**** Texte extrait ****

Le tribunal de commerce s' est déclaré compétent au titre de l' article 5, point 1, de la convention du 27 septembre 1968 concernant la compétence judiciaire et l' exécution des décisions en matière civile et commerciale ( ci-après "convention "), et a condamné Haviland au paiement d' une indemnité et des arriérés de commissions . Il a admis les prétentions de Haviland en ce qui concerne les sommes dues sur factures impayées .
La SPRL Arcado, société relevant apparemment du droit belge et ayant son siège social en Belgique, a succédé aux droits et obligations d' Agecobel, dans des circonstances qui ne sont pas expliquées . C' est à ce titre qu' elle est devenue partie à une procédure en appel du jugement du tribunal de commerce, portée devant la cour d' appel de Bruxelles, devant laquelle est contesté le montant des commissions et de l' indemnité allouée en première instance . Haviland a répliqué que la demande ayant pour objet une indemnité pour rupture abusive d' un contrat, c' était en réalité une demande introduite "en matière délictuelle ou quasi délictuelle" au sens de l' article 5, point 3, de la convention et que les juridictions de Bruxelles étaient incompétentes .
La cour d' appel a estimé que, même si la demande en paiement de commissions semblait conférer au litige un caractère contractuel évident, tout doute n' était pas exclu quant au point de savoir si une demande en indemnité pour résiliation abusive relevait bien de l' article 5, point 1, de la convention, dans l' hypothèse où il conviendrait de donner à cette disposition une interprétation autonome . Si cet article devait être interprété conformément au droit belge ou français, la demande devait, semblait-il, être qualifiée de demande introduite en matière contractuelle .
En conséquence, la cour d' appel a demandé à la Cour de se prononcer à titre préjudiciel sur la question suivante :
"Un litige relatif à la rupture abusive d' un contrat d' agence commerciale ( autonome ) et au paiement de commissions dues en exécution de ce contrat est-il un litige en matière contractuelle au sens de l' article 5, point 1, de la convention de Bruxelles du 27 septembre 1968?"
Par dérogation à la règle de principe énoncée à l' article 2 qui lie la compétence au domicile, l' article 5 de la convention dispose :
"Le défendeur domicilié sur le territoire d' un État contractant peut être attrait, dans un autre État contractant :
1 ) en matière contractuelle, devant le tribunal du lieu où l' obligation qui sert de base à la demande a été ou doit être exécutée;
...
3 ) en matière délictuelle ou quasi délictuelle, devant le tribunal du lieu où le fait dommageable s' est produit ."

****

--- Exercices proposés ---
1. Les affirmations suivantes concordent-elles avec le texte sur le litige entre Haviland et Arcado ? Répondez par oui ou par non à chacune et citez mot pour mot le passage du texte qui tranche. (a) La SPRL Arcado a son siège social en Belgique. (b) Haviland soutient que les juridictions de Bruxelles sont compétentes. (c) La cour d'appel a interrogé la Cour à titre préjudiciel.
2. Rédigez en quelques phrases la suite du texte sur le litige entre Haviland et Arcado, à partir de l'endroit où il s'arrête.
La liste placée ensuite n'a aucun rôle dans ce travail.

**** Données de la liste ****

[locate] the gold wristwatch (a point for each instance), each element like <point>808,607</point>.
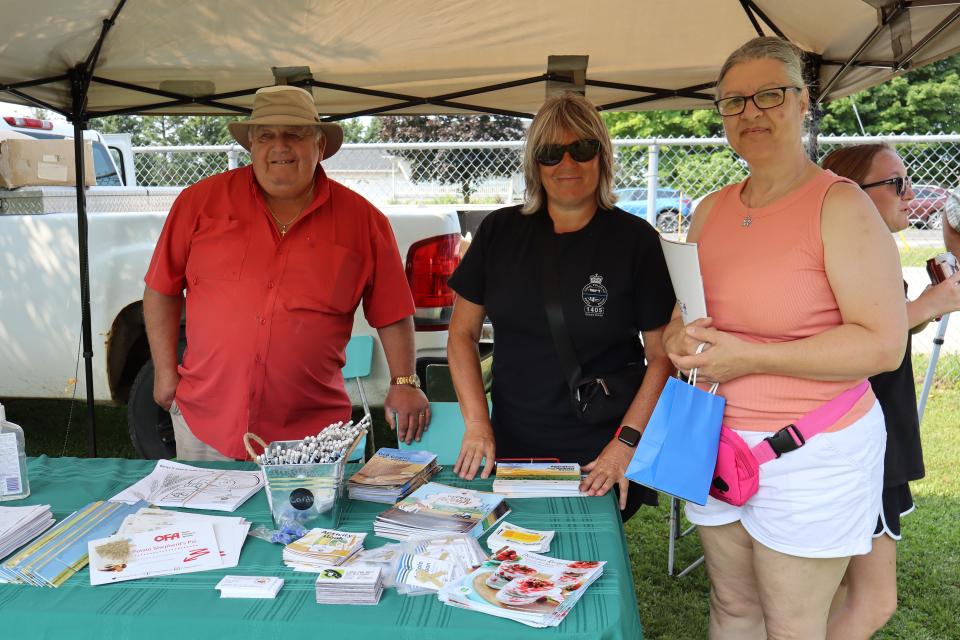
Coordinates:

****

--- Liste des réponses ---
1.
(a) Oui : « ayant son siège social en Belgique ».
(b) Non : « les juridictions de Bruxelles étaient incompétentes ».
(c) Oui : « demandé à la Cour de se prononcer à titre préjudiciel ».

2.
On a déjà largement débattu de la question de savoir si les termes de la convention doivent être interprétés en ce sens qu' ils s' appliquent de manière uniforme dans tous les États membres ou s' ils doivent être considérés comme invitant les juridictions devant lesquelles les litiges sont portés à faire application de leurs propres règles en matière de conflit de lois . D' une part, on affirme que le recours à une interprétation "autonome" garantit l' existence d' un ensemble de règles uniforme et égal, applicable dans l' ensemble des États membres parties à la convention . D' autre part, une interprétation qui fait appel aux règles de conflit de lois des États membres pour trancher des questions telle celle actuellement soulevée n' est pas du tout nécessairement en contradiction avec les objectifs primordiaux de la convention, qui sont de faciliter la reconnaissance automatique et l' exécution des décisions de justice rendues en des circonstances qui justifient pleinement l' attribution de compétence .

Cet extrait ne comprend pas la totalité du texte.